#### DATASET ####
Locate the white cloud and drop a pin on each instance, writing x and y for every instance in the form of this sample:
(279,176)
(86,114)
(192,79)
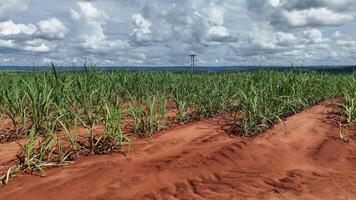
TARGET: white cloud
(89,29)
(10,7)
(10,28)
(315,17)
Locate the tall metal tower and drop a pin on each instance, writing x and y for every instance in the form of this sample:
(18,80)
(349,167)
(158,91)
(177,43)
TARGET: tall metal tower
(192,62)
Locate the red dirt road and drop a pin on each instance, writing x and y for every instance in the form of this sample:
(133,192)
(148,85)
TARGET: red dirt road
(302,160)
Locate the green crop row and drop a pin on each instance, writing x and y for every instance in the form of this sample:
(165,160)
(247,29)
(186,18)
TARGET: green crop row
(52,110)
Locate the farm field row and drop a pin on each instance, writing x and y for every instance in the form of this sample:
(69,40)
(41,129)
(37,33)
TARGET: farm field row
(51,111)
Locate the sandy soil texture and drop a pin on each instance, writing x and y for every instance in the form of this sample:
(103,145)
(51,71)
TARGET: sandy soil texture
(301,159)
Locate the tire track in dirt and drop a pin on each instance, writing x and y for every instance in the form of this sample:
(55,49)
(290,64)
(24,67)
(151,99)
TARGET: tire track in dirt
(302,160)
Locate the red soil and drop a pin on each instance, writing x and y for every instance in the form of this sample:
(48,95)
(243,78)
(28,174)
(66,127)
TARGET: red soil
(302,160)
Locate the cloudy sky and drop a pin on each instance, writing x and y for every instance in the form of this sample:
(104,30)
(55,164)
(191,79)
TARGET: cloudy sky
####
▶ _STATED GOAL_
Reproduce every line above verbatim, leaving out the pictures.

▶ _SOLUTION_
Locate the white cloud and drop a pin on each instance, writing x and y for every instance in the form of this sample:
(279,176)
(86,114)
(192,79)
TARGET: white cloud
(89,29)
(10,7)
(10,28)
(315,17)
Locate the tall metal tower and drop a pin on each instance, writing x and y for every instance in the form of this sample:
(18,80)
(349,167)
(158,91)
(177,43)
TARGET: tall metal tower
(192,62)
Locate the red dirt road and drop a pin on each instance, writing x and y for every instance in the form of this sample:
(133,192)
(148,85)
TARGET: red dirt road
(302,160)
Locate the green crop row and drop a pin on each instance, writing x and y for every instance in the form of this sample:
(165,160)
(247,29)
(186,18)
TARGET: green crop row
(52,110)
Locate the farm field row and drop a pin on each instance, writing x and y for every instance in the form of this sample:
(69,40)
(41,129)
(37,33)
TARGET: farm field row
(51,111)
Locate the sandy soil texture and drop a pin on each instance, writing x and y for every instance in the form of this sample:
(103,145)
(51,71)
TARGET: sandy soil texture
(301,159)
Locate the tire track in dirt and drop a pin on each instance, writing x and y for every instance in the form of this sample:
(55,49)
(290,64)
(24,67)
(151,99)
TARGET: tire track in dirt
(302,160)
Locate the red soil and drop a pin on each instance, writing x and y for every instance in the form of this sample:
(48,95)
(243,78)
(28,174)
(66,127)
TARGET: red soil
(302,160)
Locate the cloudy sky and drop a pin on each instance, writing x and y for every instance in the form of this sample:
(104,30)
(55,164)
(191,79)
TARGET: cloudy sky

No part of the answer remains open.